▶ _PROBLEM DESCRIPTION_
Repeat the entries below word for word, though any picture in them should be dropped.

[DATA SHOWN — start]

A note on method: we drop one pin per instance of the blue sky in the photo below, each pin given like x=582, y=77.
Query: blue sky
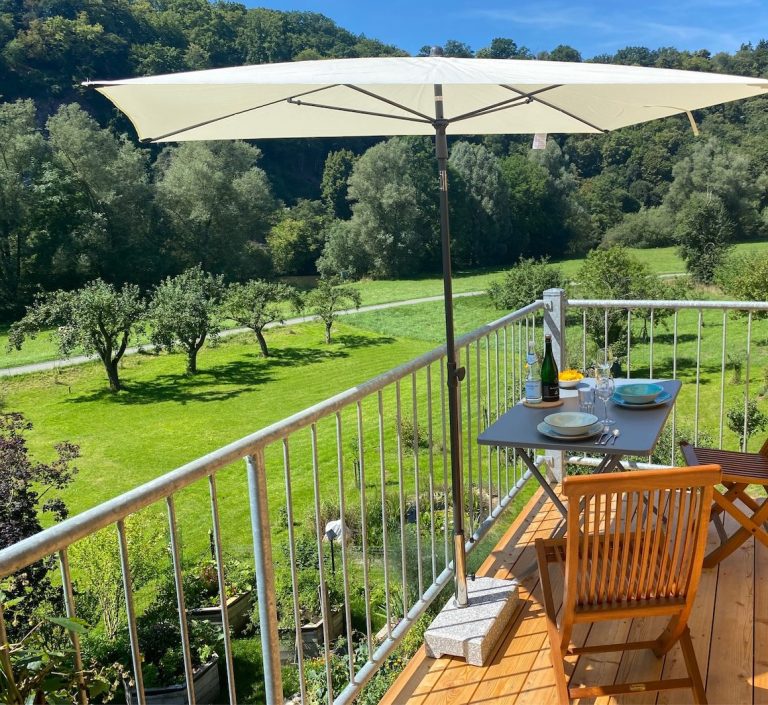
x=591, y=27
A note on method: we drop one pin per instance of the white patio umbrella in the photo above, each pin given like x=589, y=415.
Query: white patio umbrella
x=416, y=96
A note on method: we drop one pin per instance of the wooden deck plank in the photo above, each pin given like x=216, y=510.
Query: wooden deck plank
x=760, y=676
x=729, y=598
x=729, y=679
x=700, y=624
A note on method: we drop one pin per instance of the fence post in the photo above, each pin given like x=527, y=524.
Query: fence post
x=555, y=304
x=265, y=577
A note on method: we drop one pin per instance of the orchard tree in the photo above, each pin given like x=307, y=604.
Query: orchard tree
x=186, y=311
x=28, y=490
x=256, y=304
x=327, y=299
x=98, y=319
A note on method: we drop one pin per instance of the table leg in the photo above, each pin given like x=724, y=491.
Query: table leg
x=523, y=453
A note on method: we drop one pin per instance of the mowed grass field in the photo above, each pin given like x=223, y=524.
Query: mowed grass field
x=663, y=260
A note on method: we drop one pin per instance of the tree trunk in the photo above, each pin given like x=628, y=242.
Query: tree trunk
x=112, y=375
x=192, y=361
x=262, y=343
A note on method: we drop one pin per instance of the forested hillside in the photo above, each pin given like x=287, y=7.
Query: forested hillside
x=80, y=199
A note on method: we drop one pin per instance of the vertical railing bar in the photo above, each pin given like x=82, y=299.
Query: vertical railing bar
x=344, y=541
x=430, y=444
x=179, y=583
x=470, y=492
x=674, y=376
x=629, y=342
x=384, y=518
x=364, y=528
x=486, y=420
x=294, y=576
x=498, y=410
x=133, y=633
x=401, y=492
x=478, y=425
x=320, y=531
x=417, y=482
x=261, y=532
x=747, y=366
x=722, y=377
x=444, y=442
x=219, y=554
x=69, y=606
x=650, y=353
x=698, y=380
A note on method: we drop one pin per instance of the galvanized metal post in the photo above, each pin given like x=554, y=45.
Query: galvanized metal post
x=555, y=304
x=265, y=578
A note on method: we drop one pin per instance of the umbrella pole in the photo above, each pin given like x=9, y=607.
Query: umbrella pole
x=454, y=373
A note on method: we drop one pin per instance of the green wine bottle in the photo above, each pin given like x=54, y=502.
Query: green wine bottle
x=550, y=387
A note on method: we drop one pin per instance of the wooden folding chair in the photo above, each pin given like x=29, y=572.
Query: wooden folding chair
x=634, y=550
x=739, y=471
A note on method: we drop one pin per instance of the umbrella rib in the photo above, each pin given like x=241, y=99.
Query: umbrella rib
x=559, y=109
x=427, y=121
x=376, y=96
x=181, y=130
x=523, y=99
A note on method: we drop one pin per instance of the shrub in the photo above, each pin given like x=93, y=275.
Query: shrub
x=524, y=283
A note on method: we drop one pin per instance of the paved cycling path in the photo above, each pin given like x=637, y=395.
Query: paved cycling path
x=82, y=359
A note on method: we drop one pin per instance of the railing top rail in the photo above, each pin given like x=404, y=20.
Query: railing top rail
x=672, y=303
x=55, y=538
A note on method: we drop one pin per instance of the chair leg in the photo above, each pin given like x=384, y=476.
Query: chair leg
x=689, y=655
x=555, y=639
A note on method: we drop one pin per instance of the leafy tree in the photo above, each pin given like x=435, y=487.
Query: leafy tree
x=704, y=232
x=217, y=202
x=185, y=311
x=744, y=276
x=524, y=283
x=614, y=273
x=338, y=167
x=395, y=207
x=327, y=299
x=99, y=319
x=480, y=207
x=296, y=240
x=101, y=598
x=29, y=489
x=22, y=152
x=256, y=304
x=756, y=421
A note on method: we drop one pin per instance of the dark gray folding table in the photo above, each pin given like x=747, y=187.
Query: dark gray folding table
x=640, y=430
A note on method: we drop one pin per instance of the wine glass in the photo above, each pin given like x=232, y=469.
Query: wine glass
x=604, y=389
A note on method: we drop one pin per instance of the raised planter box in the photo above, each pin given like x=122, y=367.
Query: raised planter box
x=311, y=636
x=238, y=608
x=206, y=681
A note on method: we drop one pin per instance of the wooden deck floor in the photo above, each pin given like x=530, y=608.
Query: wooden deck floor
x=729, y=626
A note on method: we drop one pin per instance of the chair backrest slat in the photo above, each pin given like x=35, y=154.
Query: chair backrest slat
x=641, y=536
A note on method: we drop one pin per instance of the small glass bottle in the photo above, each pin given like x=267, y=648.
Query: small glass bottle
x=533, y=376
x=550, y=384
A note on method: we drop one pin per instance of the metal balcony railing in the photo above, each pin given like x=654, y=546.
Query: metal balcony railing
x=397, y=424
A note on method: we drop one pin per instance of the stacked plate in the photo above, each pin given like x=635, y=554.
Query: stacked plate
x=640, y=396
x=570, y=425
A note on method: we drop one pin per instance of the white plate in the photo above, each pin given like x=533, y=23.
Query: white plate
x=663, y=398
x=545, y=429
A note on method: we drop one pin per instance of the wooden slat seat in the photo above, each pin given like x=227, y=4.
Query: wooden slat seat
x=739, y=471
x=634, y=548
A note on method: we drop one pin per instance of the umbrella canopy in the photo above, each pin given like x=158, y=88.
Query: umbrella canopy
x=396, y=97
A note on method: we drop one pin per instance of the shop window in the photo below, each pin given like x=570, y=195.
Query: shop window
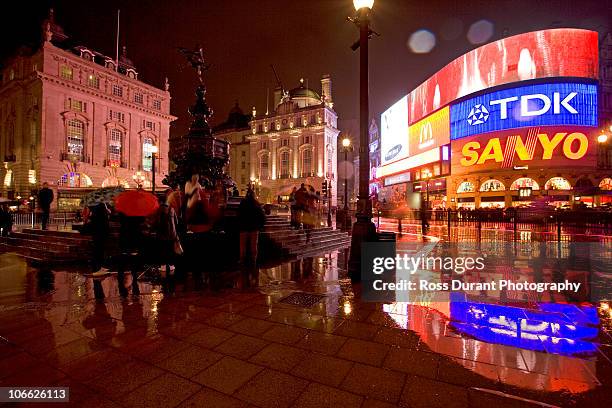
x=606, y=184
x=524, y=182
x=557, y=183
x=492, y=185
x=466, y=187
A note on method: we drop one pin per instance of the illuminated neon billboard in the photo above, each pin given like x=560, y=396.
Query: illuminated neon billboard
x=551, y=146
x=431, y=132
x=566, y=103
x=533, y=55
x=394, y=132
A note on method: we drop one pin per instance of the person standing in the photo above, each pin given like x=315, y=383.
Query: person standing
x=100, y=228
x=45, y=198
x=251, y=220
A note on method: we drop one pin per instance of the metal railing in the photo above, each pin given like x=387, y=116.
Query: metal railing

[DATA SHOWN — finish]

▶ _RESPONSE AREA_
A note on method: we drop one pin per instance of the blue sky in the photo below, each pin given like x=582, y=77.
Query: blue sky
x=591, y=27
A note on method: we drop one pin per instance of the white patio umbrella in the photo above, each pin given like x=589, y=415.
Query: white patio umbrella
x=416, y=96
A note on method: we drop one pin per instance of the wooden deck plank in the photo above, each pin given like x=216, y=510.
Query: wooden deck plank
x=760, y=676
x=729, y=598
x=729, y=679
x=700, y=624
A note on method: we drop one pin per instance of the fence post in the photo above, each pin given like x=527, y=524.
Query: fence post
x=555, y=304
x=265, y=577
A note on method: we drop one pin per instance of the orchard tree in the photo above, each pin given like x=307, y=604.
Query: orchard tree
x=186, y=311
x=28, y=490
x=256, y=304
x=327, y=299
x=98, y=319
A note on method: we drop one pin per instance of the table leg in the photo above, each pin given like x=724, y=491.
Query: table leg
x=523, y=453
A note on method: we drop one pin per instance of the mowed grass field in the photo above, each pin given like x=223, y=524.
Query: mowed grass field
x=663, y=260
A note on method: we drop one pin per instance of the tree trunk in the photo above, each pin given like x=628, y=242.
Query: tree trunk
x=112, y=375
x=192, y=361
x=262, y=343
A note on method: we drop one pin per instance of the forested hillside in the photo above, each pin given like x=287, y=7.
Query: forested hillside
x=80, y=199
A note on method: we drop one pin per instance of the vertical railing bar in the photo above, each pin given like x=82, y=299.
Query: vertical railing bar
x=344, y=541
x=430, y=444
x=179, y=583
x=470, y=492
x=674, y=376
x=629, y=342
x=384, y=518
x=364, y=528
x=486, y=420
x=294, y=576
x=498, y=410
x=133, y=633
x=401, y=492
x=478, y=425
x=320, y=531
x=417, y=482
x=261, y=532
x=747, y=366
x=722, y=377
x=444, y=442
x=219, y=554
x=69, y=606
x=650, y=353
x=698, y=380
A note on method: we drop one pin per instance of the galvanized metal post in the photo above, each pin given like x=554, y=45.
Query: galvanized metal post
x=555, y=304
x=265, y=578
A note on method: we drop one pin per instance of the umbrella pole in the photo above, each pin given like x=9, y=607.
Query: umbrella pole
x=454, y=373
A note on method: we drop one pin per instance of the green wine bottle in the photo above, each pin given like x=54, y=502.
Query: green wine bottle
x=550, y=387
A note on method: we drop one pin per instance of the wooden folding chair in the photo above, each pin given like x=29, y=572.
Query: wooden folding chair
x=634, y=550
x=739, y=471
A note on method: we drop one pin per instance of the umbrella rib in the photo above, each pin given like x=241, y=99.
Query: umbrella rib
x=559, y=109
x=427, y=121
x=376, y=96
x=181, y=130
x=523, y=99
A note on method: we drop one pin per instance of the shrub in the photo above, each pin given like x=93, y=275.
Query: shrub
x=524, y=283
A note on method: we drop one pin per instance of the paved cycling path in the photo above, each pin given like x=637, y=395.
Query: paved cycling path
x=82, y=359
A note on method: we drop one pin per instance of the railing top rail in the photo above, each pin given like x=404, y=20.
Query: railing top rail
x=672, y=303
x=55, y=538
A note on method: we drop one pin per instance of the chair leg in the photo above, each pin given like x=384, y=476.
Query: chair leg
x=689, y=655
x=555, y=639
A note on method: we drop one pin per instance of the leafy tree in the photo above, each pin given like x=435, y=487.
Query: leafy tree
x=704, y=232
x=217, y=202
x=185, y=311
x=744, y=276
x=524, y=283
x=614, y=273
x=338, y=167
x=395, y=207
x=327, y=299
x=99, y=319
x=480, y=207
x=296, y=240
x=101, y=598
x=29, y=489
x=22, y=152
x=256, y=304
x=756, y=421
A note on method: we drop one pin per instance of the dark gray folding table in the photo above, each pin given like x=747, y=187.
Query: dark gray folding table
x=640, y=430
A note on method: we drop one pin per instance of the wine glass in the photo above, each pin given like x=232, y=469.
Query: wine glass
x=604, y=389
A note on method: we drop one pin per instance of the raised planter box in the photo above, each pin given like x=122, y=367.
Query: raised planter box
x=311, y=636
x=238, y=608
x=206, y=681
A note on method: we drop one pin per instance of the wooden deck floor in the photo above, each pin given like x=530, y=608.
Query: wooden deck floor
x=729, y=626
A note on method: we drop one pin per instance of the chair backrest slat in the photo above, each pin given like x=35, y=154.
Query: chair backrest slat
x=641, y=536
A note on method: we drop one pin per instance of the small glass bottle in the photo above, each pin given like x=267, y=648.
Query: small glass bottle
x=533, y=376
x=550, y=384
A note on method: we drop one pin per instance of the metal balcony railing in the photo above, each pin given like x=654, y=546.
Query: metal balcony railing
x=397, y=424
A note on method: we drop one pin per instance of the stacked plate in the photo above, each pin given like x=635, y=554.
Query: stacked plate
x=640, y=396
x=570, y=425
A note on method: we drop one pin per instance of the white plate in the photo above, each pin given like x=533, y=23.
Query: white plate
x=663, y=398
x=545, y=429
A note on method: we drop one pin per instance of the wooden slat seat in the photo above, each pin given like x=227, y=4.
Query: wooden slat seat
x=739, y=471
x=634, y=548
A note on method: we drop one pin per instance of the umbrella canopy in the photo above, each pin given like x=158, y=88.
Query: umbrella canopy
x=396, y=97
A note on method: we drop one pin per instance of the shop window in the photo below, each pin given like x=570, y=195.
Query: shop window
x=606, y=184
x=524, y=182
x=557, y=183
x=492, y=185
x=466, y=187
A note on method: we drop one pin per instance of the illuminated neon billboard in the photo above, each pin given like x=560, y=396.
Query: illuminated neon billboard
x=551, y=146
x=431, y=132
x=566, y=103
x=533, y=55
x=394, y=132
A note on method: we drop one pin per instance of the person standing in the photo above, each pin given like x=315, y=383.
Query: person standing
x=100, y=228
x=45, y=198
x=251, y=220
A note on method: we drop one pin per instance of the metal railing in the photo above, each pin given like x=387, y=116.
Query: metal railing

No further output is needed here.